Repeat the lines of the records from the one holding "Annotation spec v3.2 — child in" through the one holding "[158,208,204,257]", including both, and nothing else.

## begin Information provided

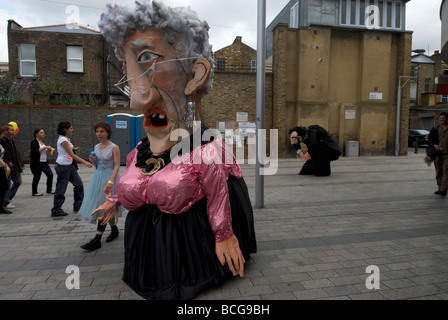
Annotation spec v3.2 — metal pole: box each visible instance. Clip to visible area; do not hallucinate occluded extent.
[255,0,266,208]
[395,77,401,157]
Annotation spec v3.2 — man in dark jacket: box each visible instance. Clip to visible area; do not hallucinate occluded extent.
[427,112,448,197]
[289,125,341,176]
[2,124,25,209]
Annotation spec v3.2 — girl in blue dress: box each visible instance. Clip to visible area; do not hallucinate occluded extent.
[78,122,124,251]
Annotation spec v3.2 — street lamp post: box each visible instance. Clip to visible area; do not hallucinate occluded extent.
[255,0,266,208]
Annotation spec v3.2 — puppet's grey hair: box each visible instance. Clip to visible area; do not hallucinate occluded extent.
[98,0,213,97]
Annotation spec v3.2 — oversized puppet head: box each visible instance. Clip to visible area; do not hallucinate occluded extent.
[99,1,213,153]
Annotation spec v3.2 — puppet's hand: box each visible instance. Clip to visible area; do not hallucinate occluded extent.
[216,235,245,277]
[92,191,118,226]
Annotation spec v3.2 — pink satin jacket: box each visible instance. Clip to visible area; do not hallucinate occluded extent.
[115,141,242,242]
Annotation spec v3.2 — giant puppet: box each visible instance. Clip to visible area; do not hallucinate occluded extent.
[95,1,256,299]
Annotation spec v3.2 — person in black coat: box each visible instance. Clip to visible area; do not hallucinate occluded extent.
[30,128,54,197]
[289,125,341,176]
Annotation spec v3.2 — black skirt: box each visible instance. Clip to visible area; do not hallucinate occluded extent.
[123,176,256,300]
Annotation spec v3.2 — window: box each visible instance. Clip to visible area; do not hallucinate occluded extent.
[289,2,299,28]
[339,0,403,29]
[67,46,84,72]
[250,60,257,72]
[218,59,226,71]
[19,44,36,77]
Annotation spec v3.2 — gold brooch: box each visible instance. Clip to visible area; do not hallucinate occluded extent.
[140,158,165,176]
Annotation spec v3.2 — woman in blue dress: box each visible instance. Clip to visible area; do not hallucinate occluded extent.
[78,122,124,251]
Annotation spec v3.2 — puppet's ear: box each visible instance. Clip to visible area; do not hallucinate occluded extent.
[184,58,211,96]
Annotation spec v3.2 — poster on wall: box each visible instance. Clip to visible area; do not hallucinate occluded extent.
[369,92,383,100]
[345,110,356,120]
[236,112,249,122]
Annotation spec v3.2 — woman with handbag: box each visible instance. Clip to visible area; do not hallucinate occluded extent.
[30,128,54,197]
[0,126,12,214]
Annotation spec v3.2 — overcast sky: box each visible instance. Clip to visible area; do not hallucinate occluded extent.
[0,0,441,62]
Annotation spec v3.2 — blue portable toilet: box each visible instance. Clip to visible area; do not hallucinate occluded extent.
[107,113,136,165]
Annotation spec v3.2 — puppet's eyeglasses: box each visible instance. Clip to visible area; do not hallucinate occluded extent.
[115,56,200,97]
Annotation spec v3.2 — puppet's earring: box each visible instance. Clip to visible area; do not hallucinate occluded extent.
[184,97,196,128]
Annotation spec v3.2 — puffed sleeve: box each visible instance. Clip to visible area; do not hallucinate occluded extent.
[195,143,233,242]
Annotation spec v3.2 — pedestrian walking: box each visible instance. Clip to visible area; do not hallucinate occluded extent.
[30,128,54,197]
[0,126,12,214]
[51,121,92,217]
[78,122,125,251]
[2,123,25,209]
[289,125,341,176]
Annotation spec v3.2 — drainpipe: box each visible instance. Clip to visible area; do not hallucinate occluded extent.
[395,76,415,157]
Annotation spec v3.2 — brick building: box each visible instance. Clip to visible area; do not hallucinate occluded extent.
[8,20,126,105]
[267,0,412,157]
[202,37,273,158]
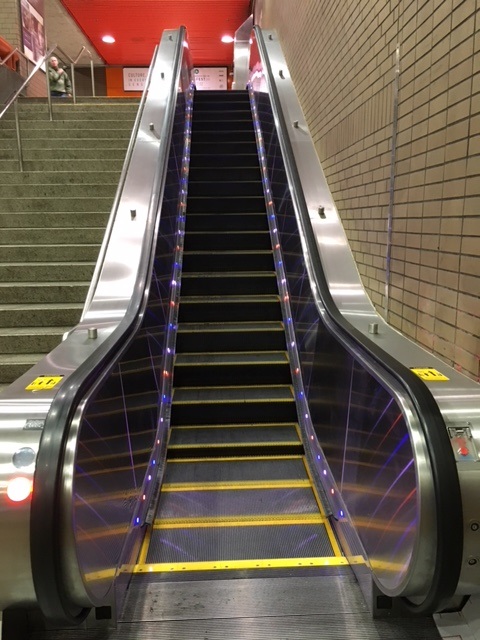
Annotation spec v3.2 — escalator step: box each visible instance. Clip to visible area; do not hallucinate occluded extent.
[187,195,265,217]
[168,424,303,460]
[191,136,257,157]
[174,352,291,387]
[187,176,263,198]
[182,271,278,296]
[192,110,253,122]
[183,250,273,273]
[171,385,297,426]
[162,456,310,484]
[188,166,261,184]
[155,488,321,526]
[168,422,301,448]
[178,295,282,323]
[190,151,259,171]
[184,231,272,252]
[146,522,334,568]
[176,322,285,353]
[186,212,268,233]
[192,117,254,134]
[191,131,258,144]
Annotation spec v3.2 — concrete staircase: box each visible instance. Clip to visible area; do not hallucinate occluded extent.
[0,98,138,393]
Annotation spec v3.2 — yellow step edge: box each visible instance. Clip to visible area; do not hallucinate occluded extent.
[162,479,311,492]
[153,513,328,528]
[168,454,303,464]
[169,440,302,450]
[172,422,298,431]
[303,457,342,556]
[133,557,348,573]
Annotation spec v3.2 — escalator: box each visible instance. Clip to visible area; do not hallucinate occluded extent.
[136,91,346,573]
[2,28,475,640]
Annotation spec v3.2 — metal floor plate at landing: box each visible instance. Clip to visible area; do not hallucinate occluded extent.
[28,568,440,640]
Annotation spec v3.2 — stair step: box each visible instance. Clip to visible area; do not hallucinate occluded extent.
[0,138,128,151]
[0,159,125,171]
[0,169,119,188]
[0,262,95,284]
[0,183,117,202]
[0,277,91,304]
[0,327,71,355]
[176,321,285,353]
[2,119,135,131]
[0,302,85,327]
[181,272,278,296]
[19,149,126,161]
[0,211,109,228]
[2,127,132,138]
[0,228,106,242]
[0,246,100,264]
[0,196,113,213]
[0,353,45,384]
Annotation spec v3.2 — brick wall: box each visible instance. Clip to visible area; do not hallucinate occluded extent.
[0,0,21,47]
[261,0,480,380]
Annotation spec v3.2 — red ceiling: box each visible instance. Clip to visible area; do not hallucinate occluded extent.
[61,0,251,67]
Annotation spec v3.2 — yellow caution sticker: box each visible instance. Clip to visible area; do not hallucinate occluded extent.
[25,376,63,391]
[412,367,450,382]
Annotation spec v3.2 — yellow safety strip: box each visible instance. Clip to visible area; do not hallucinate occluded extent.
[168,454,303,464]
[137,527,153,564]
[169,440,300,450]
[153,513,326,531]
[172,422,300,438]
[133,557,348,573]
[162,479,311,492]
[303,458,342,556]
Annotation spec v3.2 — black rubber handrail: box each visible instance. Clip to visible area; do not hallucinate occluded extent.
[254,27,463,615]
[30,27,186,626]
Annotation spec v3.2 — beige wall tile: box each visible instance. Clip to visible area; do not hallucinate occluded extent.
[258,0,480,379]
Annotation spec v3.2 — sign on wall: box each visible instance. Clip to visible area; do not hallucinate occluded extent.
[20,0,45,62]
[193,67,227,91]
[123,67,148,91]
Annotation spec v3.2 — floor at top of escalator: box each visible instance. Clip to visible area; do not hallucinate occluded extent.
[22,567,440,640]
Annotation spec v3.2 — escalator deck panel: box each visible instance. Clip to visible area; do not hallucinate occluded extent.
[146,523,336,570]
[162,456,310,482]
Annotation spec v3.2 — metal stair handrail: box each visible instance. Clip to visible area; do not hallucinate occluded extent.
[0,45,57,171]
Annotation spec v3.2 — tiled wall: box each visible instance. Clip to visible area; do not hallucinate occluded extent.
[261,0,480,380]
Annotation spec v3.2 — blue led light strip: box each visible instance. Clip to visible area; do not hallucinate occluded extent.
[133,85,194,526]
[248,85,346,519]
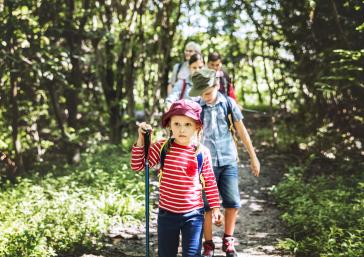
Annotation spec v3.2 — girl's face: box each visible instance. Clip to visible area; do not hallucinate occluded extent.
[184,48,196,61]
[171,115,199,146]
[189,60,203,75]
[201,84,219,104]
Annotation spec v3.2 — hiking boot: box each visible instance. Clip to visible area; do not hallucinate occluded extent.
[222,236,238,257]
[202,241,215,257]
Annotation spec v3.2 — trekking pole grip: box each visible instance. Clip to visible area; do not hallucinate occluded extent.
[144,129,151,158]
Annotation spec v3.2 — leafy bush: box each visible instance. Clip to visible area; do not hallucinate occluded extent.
[274,167,364,257]
[0,145,144,257]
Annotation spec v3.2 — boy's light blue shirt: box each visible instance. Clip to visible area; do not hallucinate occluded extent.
[199,92,243,166]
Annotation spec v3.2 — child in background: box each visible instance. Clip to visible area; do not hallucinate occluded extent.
[190,69,260,257]
[207,52,236,101]
[167,41,201,96]
[131,100,222,257]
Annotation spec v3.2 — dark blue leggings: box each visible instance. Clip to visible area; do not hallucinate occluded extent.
[158,208,204,257]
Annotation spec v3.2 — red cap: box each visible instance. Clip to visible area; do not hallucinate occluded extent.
[162,99,202,128]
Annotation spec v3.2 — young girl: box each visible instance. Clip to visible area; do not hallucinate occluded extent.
[166,53,204,110]
[131,100,222,257]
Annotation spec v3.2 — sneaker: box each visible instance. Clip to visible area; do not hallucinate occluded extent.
[222,236,238,257]
[202,241,215,257]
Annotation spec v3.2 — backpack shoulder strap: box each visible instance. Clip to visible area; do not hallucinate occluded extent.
[179,79,187,100]
[176,62,183,76]
[158,138,174,184]
[196,151,205,189]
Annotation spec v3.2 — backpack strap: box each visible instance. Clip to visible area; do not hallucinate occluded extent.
[196,151,206,189]
[158,138,174,184]
[198,94,239,155]
[179,79,187,100]
[158,138,205,188]
[176,62,183,77]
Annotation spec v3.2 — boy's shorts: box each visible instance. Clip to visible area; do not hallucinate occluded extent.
[204,163,241,211]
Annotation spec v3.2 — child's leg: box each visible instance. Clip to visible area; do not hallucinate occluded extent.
[158,209,181,257]
[203,210,212,241]
[225,208,238,236]
[182,209,204,257]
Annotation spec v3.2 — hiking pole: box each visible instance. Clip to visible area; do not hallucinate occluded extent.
[144,129,151,257]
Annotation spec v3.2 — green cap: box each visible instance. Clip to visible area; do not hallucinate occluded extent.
[189,68,216,96]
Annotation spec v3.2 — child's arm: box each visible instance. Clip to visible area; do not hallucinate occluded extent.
[202,148,223,226]
[234,120,260,176]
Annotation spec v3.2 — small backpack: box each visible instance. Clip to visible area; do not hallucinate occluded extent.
[158,138,205,188]
[200,94,239,157]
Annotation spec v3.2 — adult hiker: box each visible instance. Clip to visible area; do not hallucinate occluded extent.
[189,68,260,257]
[166,53,204,110]
[207,52,236,101]
[131,99,222,257]
[167,41,201,95]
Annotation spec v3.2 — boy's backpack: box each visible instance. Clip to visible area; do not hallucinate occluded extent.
[218,71,236,101]
[201,94,238,150]
[179,79,191,100]
[158,138,205,188]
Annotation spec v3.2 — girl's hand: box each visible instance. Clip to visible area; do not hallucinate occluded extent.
[212,208,224,227]
[250,157,260,177]
[136,122,153,147]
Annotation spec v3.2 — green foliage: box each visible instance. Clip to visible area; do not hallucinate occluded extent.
[274,167,364,257]
[0,145,144,257]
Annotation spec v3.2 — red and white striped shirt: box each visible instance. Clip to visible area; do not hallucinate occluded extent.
[131,140,220,213]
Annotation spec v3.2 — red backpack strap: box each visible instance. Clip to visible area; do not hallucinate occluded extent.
[179,79,187,100]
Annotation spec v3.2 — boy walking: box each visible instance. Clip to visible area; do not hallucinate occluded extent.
[207,52,236,101]
[189,69,260,257]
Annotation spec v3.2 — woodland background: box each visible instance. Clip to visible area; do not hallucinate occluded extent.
[0,0,364,256]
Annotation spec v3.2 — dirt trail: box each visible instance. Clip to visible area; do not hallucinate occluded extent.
[77,114,293,257]
[78,150,293,257]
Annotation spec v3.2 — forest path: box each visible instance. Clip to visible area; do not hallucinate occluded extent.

## end Information provided

__Task answer__
Annotation spec v3.2 — child in background: box each visible instance. Clip to visible area; do not hallucinate occluded extent.
[190,69,260,257]
[207,52,236,101]
[167,41,201,96]
[131,100,222,257]
Annotation spec v3.2 — dark blue leggings: box each visible instance. Clip to visible area; do not hallucinate occluded extent.
[158,208,204,257]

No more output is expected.